**What is needed**
Reproduce the part of the material that opens with the line containing "For the target" and closes with the line containing "positive clicks: (639, 106) (658, 102)", including both of those lines and leaving every character unchanged.

**** Input data ****

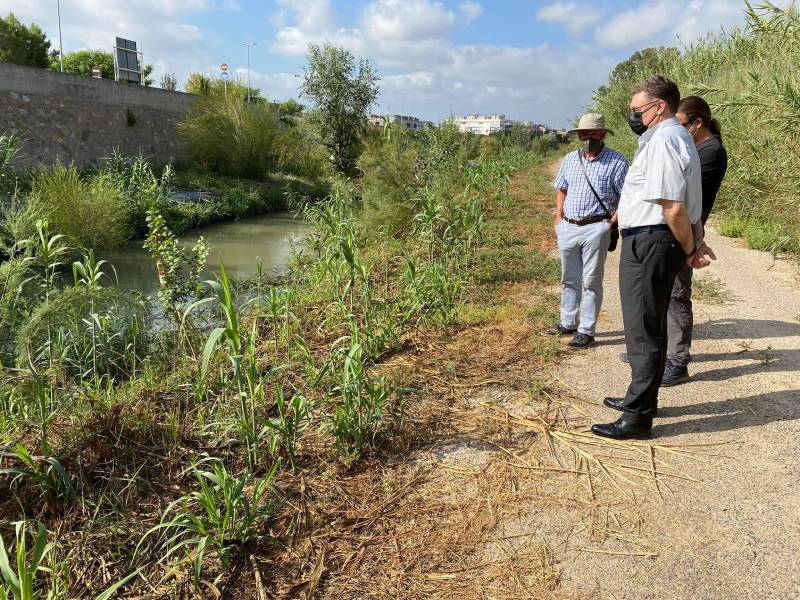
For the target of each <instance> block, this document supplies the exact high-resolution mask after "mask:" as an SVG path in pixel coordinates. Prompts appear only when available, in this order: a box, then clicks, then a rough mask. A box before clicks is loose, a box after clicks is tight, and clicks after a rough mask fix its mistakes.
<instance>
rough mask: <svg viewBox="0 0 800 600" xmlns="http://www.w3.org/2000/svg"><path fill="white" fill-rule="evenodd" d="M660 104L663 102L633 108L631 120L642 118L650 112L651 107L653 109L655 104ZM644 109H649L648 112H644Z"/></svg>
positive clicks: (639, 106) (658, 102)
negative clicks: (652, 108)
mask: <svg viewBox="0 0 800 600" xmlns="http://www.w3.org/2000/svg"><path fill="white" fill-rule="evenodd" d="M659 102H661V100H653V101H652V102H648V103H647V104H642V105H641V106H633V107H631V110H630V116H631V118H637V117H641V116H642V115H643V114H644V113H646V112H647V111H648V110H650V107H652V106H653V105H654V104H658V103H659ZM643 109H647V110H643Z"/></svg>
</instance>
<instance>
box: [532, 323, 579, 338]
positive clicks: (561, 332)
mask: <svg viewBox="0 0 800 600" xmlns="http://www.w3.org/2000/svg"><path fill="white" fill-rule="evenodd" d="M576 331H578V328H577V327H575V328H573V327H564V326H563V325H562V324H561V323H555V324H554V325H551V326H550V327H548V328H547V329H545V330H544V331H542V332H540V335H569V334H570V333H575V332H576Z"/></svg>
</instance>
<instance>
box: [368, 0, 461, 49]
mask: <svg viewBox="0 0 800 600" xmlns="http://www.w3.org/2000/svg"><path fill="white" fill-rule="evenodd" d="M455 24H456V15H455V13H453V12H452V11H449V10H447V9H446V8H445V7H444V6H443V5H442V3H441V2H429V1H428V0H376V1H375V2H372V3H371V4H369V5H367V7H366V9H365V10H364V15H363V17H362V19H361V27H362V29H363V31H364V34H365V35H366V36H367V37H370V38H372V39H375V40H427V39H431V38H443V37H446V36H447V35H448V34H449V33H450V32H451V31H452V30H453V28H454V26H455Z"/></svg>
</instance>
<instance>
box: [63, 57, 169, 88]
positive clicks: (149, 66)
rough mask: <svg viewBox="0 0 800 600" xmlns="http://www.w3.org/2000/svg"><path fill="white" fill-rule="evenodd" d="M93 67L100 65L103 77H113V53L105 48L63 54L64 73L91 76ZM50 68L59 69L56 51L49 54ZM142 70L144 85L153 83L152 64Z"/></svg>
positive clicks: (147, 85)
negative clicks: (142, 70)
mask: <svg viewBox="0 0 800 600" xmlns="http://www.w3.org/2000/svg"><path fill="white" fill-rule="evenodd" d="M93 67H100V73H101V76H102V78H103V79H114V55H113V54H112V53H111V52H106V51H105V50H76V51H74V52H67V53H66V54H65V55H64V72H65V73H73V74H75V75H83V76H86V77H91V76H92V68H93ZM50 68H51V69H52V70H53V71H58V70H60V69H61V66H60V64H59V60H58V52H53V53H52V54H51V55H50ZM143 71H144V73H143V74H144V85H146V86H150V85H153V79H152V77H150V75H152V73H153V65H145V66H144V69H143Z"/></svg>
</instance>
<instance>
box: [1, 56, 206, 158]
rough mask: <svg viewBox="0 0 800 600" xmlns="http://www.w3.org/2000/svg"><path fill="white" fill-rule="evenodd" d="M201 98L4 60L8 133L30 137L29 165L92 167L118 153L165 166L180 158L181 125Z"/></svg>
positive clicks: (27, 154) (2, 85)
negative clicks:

****
**** Input data ****

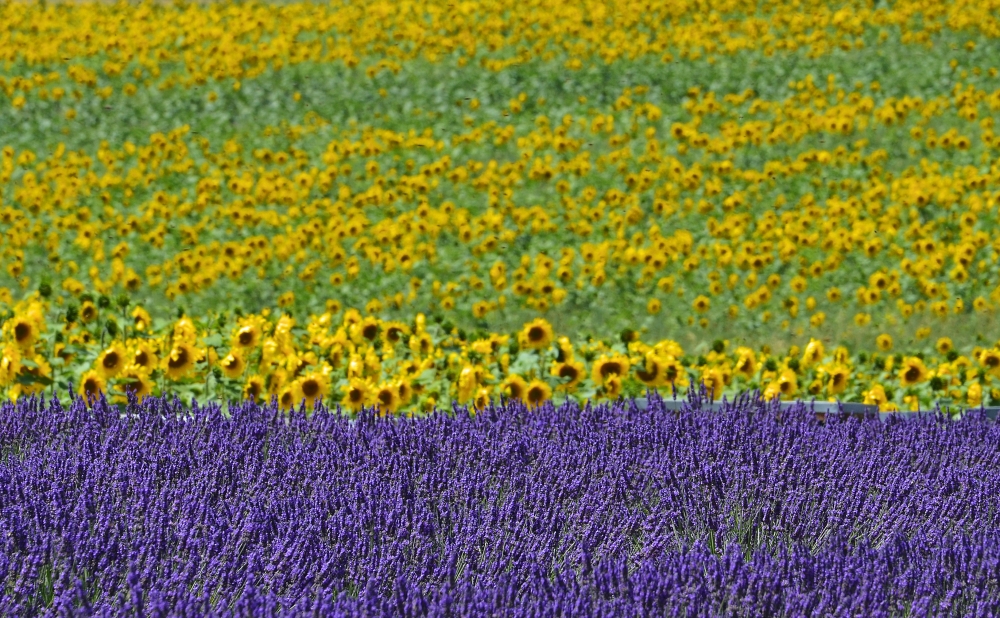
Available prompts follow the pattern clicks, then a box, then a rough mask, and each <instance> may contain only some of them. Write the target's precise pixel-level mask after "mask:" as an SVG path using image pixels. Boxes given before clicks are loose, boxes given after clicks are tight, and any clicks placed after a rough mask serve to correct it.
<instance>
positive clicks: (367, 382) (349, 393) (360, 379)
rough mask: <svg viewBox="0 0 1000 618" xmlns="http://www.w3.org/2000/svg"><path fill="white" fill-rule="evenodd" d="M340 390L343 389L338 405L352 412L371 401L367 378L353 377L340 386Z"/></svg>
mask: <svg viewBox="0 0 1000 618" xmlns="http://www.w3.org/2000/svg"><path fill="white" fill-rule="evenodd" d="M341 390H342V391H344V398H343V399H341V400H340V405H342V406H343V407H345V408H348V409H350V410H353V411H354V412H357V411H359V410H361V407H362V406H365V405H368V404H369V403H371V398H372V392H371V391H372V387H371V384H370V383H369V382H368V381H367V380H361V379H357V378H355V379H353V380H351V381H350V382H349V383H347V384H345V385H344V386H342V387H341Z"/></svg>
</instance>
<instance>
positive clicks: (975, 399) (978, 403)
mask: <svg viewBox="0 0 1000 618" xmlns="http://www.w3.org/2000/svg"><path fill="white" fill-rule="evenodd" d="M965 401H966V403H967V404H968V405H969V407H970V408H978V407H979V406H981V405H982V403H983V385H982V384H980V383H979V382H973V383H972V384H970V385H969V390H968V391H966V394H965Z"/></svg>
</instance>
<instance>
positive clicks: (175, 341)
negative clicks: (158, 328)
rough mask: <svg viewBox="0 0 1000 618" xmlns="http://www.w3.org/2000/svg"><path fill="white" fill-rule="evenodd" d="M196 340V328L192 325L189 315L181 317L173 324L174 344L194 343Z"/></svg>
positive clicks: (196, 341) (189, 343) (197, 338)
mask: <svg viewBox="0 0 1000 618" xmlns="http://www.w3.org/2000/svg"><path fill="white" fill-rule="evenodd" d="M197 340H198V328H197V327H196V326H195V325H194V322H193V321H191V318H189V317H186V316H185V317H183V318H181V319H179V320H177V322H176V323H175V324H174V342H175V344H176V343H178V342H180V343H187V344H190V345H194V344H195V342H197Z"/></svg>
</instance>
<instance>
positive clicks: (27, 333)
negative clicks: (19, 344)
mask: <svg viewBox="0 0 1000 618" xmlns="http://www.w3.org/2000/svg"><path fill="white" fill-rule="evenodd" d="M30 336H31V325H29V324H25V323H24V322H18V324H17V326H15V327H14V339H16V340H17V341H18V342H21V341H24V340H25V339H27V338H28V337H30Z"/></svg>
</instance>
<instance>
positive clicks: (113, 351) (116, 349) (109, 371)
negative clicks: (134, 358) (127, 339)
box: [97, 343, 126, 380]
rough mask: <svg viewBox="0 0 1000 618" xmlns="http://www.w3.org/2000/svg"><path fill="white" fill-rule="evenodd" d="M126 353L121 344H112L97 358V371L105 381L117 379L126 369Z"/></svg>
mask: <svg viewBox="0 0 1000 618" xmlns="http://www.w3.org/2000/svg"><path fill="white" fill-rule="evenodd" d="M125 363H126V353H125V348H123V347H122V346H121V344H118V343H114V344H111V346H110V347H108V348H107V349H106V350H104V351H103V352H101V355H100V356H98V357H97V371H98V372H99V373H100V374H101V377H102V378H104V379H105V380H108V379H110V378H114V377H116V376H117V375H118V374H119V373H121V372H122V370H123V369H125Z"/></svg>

****

**Response area**
For the target of each <instance> block, this document supplies the exact high-resolution mask after "mask:" as an SVG path in pixel coordinates. Prompts appear only when available, in this order: a box, then clicks, then a rough mask. A box before clicks is loose, a box after clicks is tight, and clicks after a rough mask fix its mistakes.
<instance>
rough mask: <svg viewBox="0 0 800 600" xmlns="http://www.w3.org/2000/svg"><path fill="white" fill-rule="evenodd" d="M660 104L663 102L633 108L631 120L642 118L650 112L651 107L653 109L655 104ZM644 109H649L648 112H644Z"/></svg>
positive clicks: (639, 106) (658, 102)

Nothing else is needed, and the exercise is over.